Pathologist on a trapeze
Pathologists are mistakenly regarded as acrobats of the microscope, able to divine the mysteries of a slide without reference to any other clinical information. This concept is alive and well in the minds of many an otherwise sophisticated clinician. Imagine presenting an air controller at JFK with a radar image of a plane, yet depriving him of any knowledge of its type, speed, course, origin, and even call sign. Imagine then instructing the controller to direct the plane towards an airport. Surgical pathologists are, by analogy, the air controllers that bring their pilots (surgeons and clinicians) to a safe landing. Many clinicians, perhaps because they are very busy and do not think too much about these things, keep their air controllers in the dark when submitting tissues to the laboratory. The clinical history that we receive is almost always flimsy or non-existent. This generalization does not apply to your physician or to a particular physician reading this paragraph. All that I am saying is that if one’s doctor is aware of important prior diagnoses, or that relevant radiologic information is available, or that one or two key ancillary test reports could influence the biopsy result, this should be legibly stated on the requisition. Failure to provide proper clues may cause the pathologist to make an interpretation that fails to address the question in the mind of the clinician. The result may either be an error, or a statement that is completely beside the point. The lack of a key piece of the history may also cause the pathologist to conduct a set of inappropriate tests, thus literally wasting precious tissue, perhaps necessitating a repeat of the biopsy procedure in order to start all over again. The use of extensive diagnostic coding has yielded a novel approach towards providing “information”, in that clinicians, instead of writing in plain English, tell us that a person who started out with a diagnosis of 616.0 was later found to have 795.00, and then 617.10.

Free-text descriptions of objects
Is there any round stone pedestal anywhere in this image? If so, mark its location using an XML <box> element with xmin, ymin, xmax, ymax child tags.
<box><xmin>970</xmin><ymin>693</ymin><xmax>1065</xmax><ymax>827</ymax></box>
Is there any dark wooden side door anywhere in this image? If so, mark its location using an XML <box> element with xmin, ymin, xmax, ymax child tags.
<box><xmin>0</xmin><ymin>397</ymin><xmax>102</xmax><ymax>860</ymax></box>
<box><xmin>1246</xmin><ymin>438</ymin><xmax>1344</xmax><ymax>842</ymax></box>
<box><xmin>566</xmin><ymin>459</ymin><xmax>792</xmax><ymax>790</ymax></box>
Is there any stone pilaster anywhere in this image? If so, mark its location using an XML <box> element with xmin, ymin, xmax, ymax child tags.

[Task list]:
1. According to the pathologist passage, what is the clinical history that pathologists receive almost always like?
2. In the pathologist passage, what knowledge about the plane is the imagined air controller at JFK deprived of? List every item.
The records have nothing to do with the text.

[Solution set]:
1. Flimsy or non-existent.

2. Its type, speed, course, origin, and call sign.